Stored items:
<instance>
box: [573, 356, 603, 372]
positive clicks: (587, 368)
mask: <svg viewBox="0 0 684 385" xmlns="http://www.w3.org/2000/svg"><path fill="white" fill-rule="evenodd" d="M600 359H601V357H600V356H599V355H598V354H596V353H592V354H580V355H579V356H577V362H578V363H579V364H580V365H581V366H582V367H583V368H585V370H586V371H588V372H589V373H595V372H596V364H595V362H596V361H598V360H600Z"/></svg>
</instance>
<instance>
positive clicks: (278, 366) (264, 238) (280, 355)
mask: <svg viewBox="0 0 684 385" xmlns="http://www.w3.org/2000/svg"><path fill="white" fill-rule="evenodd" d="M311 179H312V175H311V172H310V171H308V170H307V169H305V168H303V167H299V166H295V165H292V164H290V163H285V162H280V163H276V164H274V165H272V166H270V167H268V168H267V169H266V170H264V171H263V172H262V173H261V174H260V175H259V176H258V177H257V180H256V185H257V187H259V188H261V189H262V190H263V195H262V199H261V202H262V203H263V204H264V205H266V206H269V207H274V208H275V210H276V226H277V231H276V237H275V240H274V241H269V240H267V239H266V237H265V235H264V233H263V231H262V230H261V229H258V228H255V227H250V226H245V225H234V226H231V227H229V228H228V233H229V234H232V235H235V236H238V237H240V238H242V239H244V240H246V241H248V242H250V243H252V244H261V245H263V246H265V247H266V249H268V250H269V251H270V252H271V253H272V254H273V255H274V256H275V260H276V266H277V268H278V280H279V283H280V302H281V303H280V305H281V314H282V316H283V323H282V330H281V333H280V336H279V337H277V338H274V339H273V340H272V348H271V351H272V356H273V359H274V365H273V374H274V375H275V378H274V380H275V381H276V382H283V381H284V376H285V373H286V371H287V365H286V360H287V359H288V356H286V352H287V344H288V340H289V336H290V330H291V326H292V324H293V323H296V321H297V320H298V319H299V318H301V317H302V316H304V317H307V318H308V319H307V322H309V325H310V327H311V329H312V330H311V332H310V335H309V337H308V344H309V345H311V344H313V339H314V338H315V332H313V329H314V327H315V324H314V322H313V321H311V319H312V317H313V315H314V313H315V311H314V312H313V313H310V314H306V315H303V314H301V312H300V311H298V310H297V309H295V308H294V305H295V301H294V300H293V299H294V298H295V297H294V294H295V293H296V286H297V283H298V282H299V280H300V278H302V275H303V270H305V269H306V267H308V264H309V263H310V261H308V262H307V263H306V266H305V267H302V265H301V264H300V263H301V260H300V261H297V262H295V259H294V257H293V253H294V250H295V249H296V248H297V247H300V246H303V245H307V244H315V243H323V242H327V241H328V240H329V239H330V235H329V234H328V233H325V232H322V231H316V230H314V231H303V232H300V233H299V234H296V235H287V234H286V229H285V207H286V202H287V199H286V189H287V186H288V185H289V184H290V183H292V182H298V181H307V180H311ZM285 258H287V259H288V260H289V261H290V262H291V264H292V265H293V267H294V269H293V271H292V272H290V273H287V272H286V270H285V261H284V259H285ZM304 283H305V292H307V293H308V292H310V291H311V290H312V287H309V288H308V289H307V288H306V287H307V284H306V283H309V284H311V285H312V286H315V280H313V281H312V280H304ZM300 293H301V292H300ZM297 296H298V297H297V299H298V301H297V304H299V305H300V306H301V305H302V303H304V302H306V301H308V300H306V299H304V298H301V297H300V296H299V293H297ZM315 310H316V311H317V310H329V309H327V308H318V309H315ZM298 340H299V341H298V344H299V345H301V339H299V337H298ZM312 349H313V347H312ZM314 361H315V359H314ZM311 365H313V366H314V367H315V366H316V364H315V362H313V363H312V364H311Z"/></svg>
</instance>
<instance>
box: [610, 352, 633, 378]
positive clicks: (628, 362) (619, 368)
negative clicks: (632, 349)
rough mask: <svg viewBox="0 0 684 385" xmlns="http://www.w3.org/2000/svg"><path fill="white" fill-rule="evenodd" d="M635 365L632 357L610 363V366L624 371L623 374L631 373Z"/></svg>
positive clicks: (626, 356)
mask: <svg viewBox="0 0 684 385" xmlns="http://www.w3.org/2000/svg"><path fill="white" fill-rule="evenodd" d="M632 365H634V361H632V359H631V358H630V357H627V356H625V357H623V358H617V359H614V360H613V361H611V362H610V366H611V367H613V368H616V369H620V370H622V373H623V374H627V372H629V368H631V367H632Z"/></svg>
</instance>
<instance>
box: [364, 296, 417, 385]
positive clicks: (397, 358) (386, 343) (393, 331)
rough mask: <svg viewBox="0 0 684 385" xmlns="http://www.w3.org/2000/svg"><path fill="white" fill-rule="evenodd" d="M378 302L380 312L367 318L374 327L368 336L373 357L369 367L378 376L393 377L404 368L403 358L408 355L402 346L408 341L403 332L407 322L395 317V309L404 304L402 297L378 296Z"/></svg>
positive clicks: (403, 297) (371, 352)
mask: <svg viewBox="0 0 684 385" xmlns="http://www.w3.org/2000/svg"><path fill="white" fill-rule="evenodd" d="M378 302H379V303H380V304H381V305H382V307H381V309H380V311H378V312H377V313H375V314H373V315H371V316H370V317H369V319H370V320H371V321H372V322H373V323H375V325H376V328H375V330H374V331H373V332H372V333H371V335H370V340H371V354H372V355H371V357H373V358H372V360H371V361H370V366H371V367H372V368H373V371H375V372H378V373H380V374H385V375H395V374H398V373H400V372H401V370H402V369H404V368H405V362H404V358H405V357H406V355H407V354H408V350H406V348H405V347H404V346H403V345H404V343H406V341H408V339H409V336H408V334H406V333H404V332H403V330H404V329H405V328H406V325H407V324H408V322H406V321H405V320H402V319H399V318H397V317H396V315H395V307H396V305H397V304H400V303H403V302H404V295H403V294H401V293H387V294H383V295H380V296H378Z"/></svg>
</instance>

TASK ITEM: Print exactly the lines above, between the one holding "positive clicks: (628, 362) (619, 368)" and the one holding "box: [364, 296, 417, 385]", inclusive, and nothing besides.

RESPONSE TO THIS EXERCISE:
positive clicks: (628, 362) (619, 368)
negative clicks: (632, 349)
rough mask: <svg viewBox="0 0 684 385" xmlns="http://www.w3.org/2000/svg"><path fill="white" fill-rule="evenodd" d="M635 365L632 357L610 363V366L624 371L623 374L631 373Z"/></svg>
positive clicks: (626, 356)
mask: <svg viewBox="0 0 684 385" xmlns="http://www.w3.org/2000/svg"><path fill="white" fill-rule="evenodd" d="M632 365H634V361H632V359H631V358H630V357H627V356H625V357H623V358H617V359H614V360H613V361H611V362H610V366H611V367H613V368H616V369H620V370H622V373H623V374H627V372H629V368H631V367H632Z"/></svg>
</instance>
<instance>
box: [364, 296, 417, 385]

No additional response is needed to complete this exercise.